§ WORK REQUIRED
Write the entries out again in full and unchanged, dropping every image.

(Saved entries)

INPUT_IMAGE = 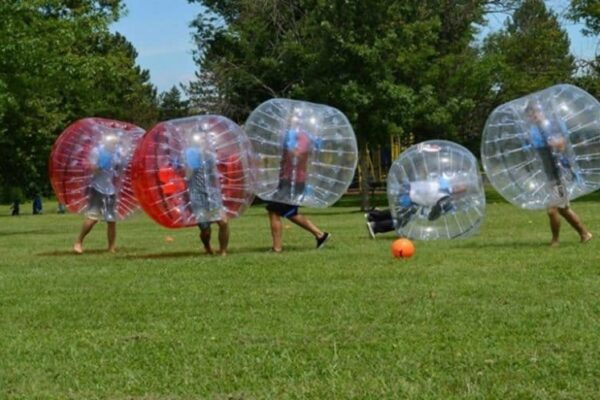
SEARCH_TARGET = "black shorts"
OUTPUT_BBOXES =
[266,201,299,218]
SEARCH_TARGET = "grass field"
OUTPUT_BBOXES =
[1,194,600,399]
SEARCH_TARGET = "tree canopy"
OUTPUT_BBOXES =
[483,0,575,102]
[187,0,561,152]
[0,0,157,197]
[159,85,190,121]
[569,0,600,35]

§ RESPONSE TO THE TASK
INPUT_IMAGE = 
SEARCH_TARGET = "black shorts"
OUTPUT_BBOXES =
[266,201,299,218]
SEARCH_TARGET = "grass field"
OUTPUT_BBOXES =
[1,194,600,399]
SEARCH_TARGET = "tree canopy"
OUTPUT_BBOXES =
[483,0,575,102]
[187,0,561,152]
[0,0,157,197]
[159,85,190,121]
[569,0,600,35]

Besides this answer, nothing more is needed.